### OBJECTIVES
a. In the Nvidia market analysis, what drove Nvidia's revenue and earnings past forecasts?
b. Quote the part of the Nvidia market analysis that opens with the words containing "NVIDIA's strong results" and closes with "uncertain macro environment.".

### SOURCE TEXT
HomeMarket analysisNVIDIA ignites risk appetite as markets close the week on a stronger footing

NVIDIA ignites risk appetite as markets close the week on a stronger footing

NVIDIA's strong results drive sentiment higher as investors had began to doubt the AI narrative.
By Daniela Hathorn
NVIDIA logo
Source: shutterstock

Markets head into the end of the week with renewed optimism after Nvidia delivered another blockbuster earnings report, easing fears around AI spending and reinvigorating sentiment across the technology sector. The results acted as a catalyst for broader risk assets, shifting the tone from cautious to constructive in what had been an increasingly uncertain macro environment.

Nvidia delivers, again

Nvidia’s latest earnings once again exceeded already lofty expectations. Revenue and earnings both comfortably beat forecasts, driven by stronger-than-anticipated data centre sales. Concerns that margins would begin to compress under the weight of aggressive scaling and higher infrastructure costs proved premature, with profitability holding up better than feared.

### Items from a dataset
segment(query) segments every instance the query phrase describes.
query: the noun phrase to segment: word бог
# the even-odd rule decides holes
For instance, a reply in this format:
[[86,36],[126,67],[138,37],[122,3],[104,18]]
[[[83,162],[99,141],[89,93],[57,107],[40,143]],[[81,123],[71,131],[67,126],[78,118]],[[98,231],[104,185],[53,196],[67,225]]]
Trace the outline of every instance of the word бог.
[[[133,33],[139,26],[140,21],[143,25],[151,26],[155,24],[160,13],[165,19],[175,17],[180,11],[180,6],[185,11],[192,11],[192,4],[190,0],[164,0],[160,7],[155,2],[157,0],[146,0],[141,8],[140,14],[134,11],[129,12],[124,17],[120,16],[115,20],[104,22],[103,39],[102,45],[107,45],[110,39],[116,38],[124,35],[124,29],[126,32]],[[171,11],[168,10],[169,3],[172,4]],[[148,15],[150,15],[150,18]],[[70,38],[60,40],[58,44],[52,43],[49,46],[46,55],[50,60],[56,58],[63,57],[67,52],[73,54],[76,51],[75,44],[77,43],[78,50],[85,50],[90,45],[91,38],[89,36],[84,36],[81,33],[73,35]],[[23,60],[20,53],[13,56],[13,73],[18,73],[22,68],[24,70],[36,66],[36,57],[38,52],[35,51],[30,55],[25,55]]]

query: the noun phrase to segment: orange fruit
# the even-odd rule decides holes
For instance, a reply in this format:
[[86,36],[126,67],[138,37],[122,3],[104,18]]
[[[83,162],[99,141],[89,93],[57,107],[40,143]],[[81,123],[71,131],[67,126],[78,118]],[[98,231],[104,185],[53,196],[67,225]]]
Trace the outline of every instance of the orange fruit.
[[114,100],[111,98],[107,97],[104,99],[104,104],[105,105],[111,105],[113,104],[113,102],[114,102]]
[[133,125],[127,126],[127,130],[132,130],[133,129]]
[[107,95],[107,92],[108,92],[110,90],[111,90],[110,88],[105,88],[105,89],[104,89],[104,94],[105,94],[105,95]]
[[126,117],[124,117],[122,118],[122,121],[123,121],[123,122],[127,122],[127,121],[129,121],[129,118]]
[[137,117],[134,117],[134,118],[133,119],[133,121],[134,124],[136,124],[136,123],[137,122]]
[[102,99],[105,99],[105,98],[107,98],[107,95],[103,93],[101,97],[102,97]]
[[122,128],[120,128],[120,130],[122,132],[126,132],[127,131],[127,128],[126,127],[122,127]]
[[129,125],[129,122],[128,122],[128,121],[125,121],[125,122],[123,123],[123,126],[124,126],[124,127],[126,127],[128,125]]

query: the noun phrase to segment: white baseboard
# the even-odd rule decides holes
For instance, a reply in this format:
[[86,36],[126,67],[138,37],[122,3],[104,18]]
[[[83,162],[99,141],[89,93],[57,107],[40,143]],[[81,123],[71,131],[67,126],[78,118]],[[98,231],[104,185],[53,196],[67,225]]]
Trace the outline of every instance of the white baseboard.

### RESULTS IN ORDER
a. Stronger-than-anticipated data center sales.

b.
NVIDIA's strong results drive sentiment higher as investors had began to doubt the AI narrative.
By Daniela Hathorn
NVIDIA logo
Source: shutterstock

Markets head into the end of the week with renewed optimism after Nvidia delivered another blockbuster earnings report, easing fears around AI spending and reinvigorating sentiment across the technology sector. The results acted as a catalyst for broader risk assets, shifting the tone from cautious to constructive in what had been an increasingly uncertain macro environment.